### Texto de leitura

>>>

A Casa da Morte foi tombada pelo município em dezembro do ano passado. Agora, sua desapropriação para a criação de um Centro de Memória, Verdade e Justiça, depende da arrecadação de um financiamento coletivo que está sendo feito pelo CDDH, com o apoio do Ministério Público Federal e Prefeitura. Recordando suas memórias dos anos da ditadura militar no Brasil, a historiadora contou um pouco do que viveu neste período. 

Anita se formou em Química Industrial em 1964 – pela antiga Universidade do Brasil, atual Universidade Federal do Rio de Janeiro (UFRJ) -, mas com o golpe de estado, as oportunidades desapareceram e não conseguiu trabalho na área. Segundo a historiadora, muitas portas se fecharam. O que fez com que se dedicasse ainda mais a militância no partido PCB (Partido Comunista Brasileiro). Viveu os primeiros anos da ditadura na clandestinidade, principalmente em São Paulo, com a perseguição política que vivia na época, segundo ela, era difícil levar adiante atividades de organização política legalmente. Viu camaradas serem presos, e a repressão cada vez mais forte. Acabou se exilando primeiro na Europa em 1973, em seguida na União Soviética, onde também concluiu um doutorado em Economia Política, em Moscou. E morou também na França.

<<<

### Enunciado
Diga se cada afirmação está de acordo com o texto de leitura, respondendo sim ou não e citando as palavras exatas do texto que justificam a resposta. (a) Anita concluiu a graduação em Química Industrial em 1964. (b) Depois do golpe, Anita encontrou emprego na área de Química. (c) O doutorado de Anita em Economia Política foi concluído na França.

Dados extraídos de uma coleção:
>>>

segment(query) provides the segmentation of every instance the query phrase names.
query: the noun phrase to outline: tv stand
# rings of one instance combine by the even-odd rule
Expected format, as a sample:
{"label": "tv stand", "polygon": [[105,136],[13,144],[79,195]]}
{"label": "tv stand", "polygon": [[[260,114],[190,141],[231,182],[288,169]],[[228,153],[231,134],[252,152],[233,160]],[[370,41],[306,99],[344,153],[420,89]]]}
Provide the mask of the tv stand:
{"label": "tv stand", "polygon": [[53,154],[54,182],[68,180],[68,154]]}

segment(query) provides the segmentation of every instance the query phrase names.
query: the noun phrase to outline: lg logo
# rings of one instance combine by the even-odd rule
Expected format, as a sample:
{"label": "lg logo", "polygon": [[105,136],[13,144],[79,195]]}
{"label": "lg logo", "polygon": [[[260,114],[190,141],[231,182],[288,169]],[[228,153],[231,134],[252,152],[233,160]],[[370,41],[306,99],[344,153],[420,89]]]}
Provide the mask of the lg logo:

<<<

### Exercício resolvido
(a) Sim: "Anita se formou em Química Industrial em 1964".
(b) Não: "não conseguiu trabalho na área".
(c) Não: "concluiu um doutorado em Economia Política, em Moscou".